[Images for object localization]

· · ·

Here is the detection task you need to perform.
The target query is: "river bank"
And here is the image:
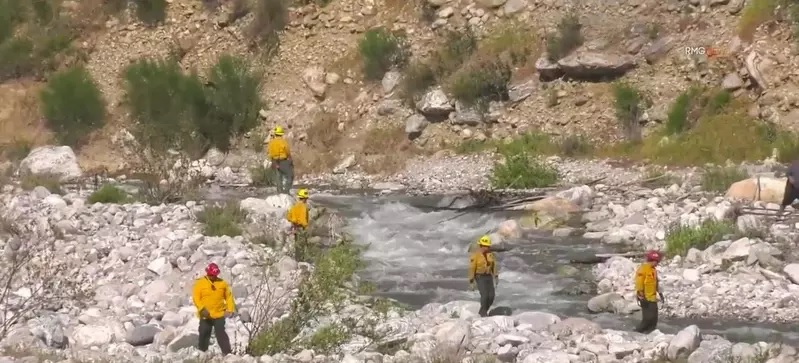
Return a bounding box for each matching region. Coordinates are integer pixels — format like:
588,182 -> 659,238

· · ·

### YOUR INSTRUCTIONS
A word-for-word copy of the records above is needed, pictures excluded.

### EXERCISE OUTPUT
Here is the detection task you need to perform.
The target query is: "river bank"
And here is the image:
Return a bounding box for each matching region. Coordinates are integer pixels — format like:
588,182 -> 659,238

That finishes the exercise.